WORK INSTRUCTION: Word for word, reproduce the listing that follows, excluding any pictures it contains.

MATERIAL SUPPLIED:
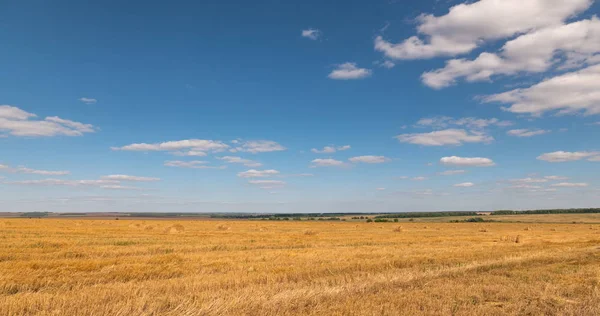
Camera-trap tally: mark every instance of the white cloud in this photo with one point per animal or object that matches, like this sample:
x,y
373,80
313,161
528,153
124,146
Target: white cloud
x,y
386,64
330,149
533,52
445,137
41,172
120,187
594,159
194,164
22,169
369,159
527,132
569,185
240,160
252,173
348,71
21,123
327,163
525,186
88,100
467,162
122,177
59,182
439,122
564,156
569,93
452,172
464,185
530,180
468,25
312,34
300,175
189,153
556,178
260,146
269,183
197,145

REPLY:
Camera-trap tally: mark every instance of the white cloud in this photo with one point per animal or object that matches, like this sample:
x,y
373,80
313,161
528,153
124,146
Target: white cloud
x,y
386,64
330,149
533,52
445,137
41,172
120,187
594,159
194,164
22,169
369,159
527,132
569,185
240,160
252,173
348,71
21,123
327,163
525,186
88,100
467,162
122,177
59,182
439,122
564,156
569,93
452,172
464,185
530,180
468,25
312,34
300,175
189,153
556,178
260,146
269,183
197,145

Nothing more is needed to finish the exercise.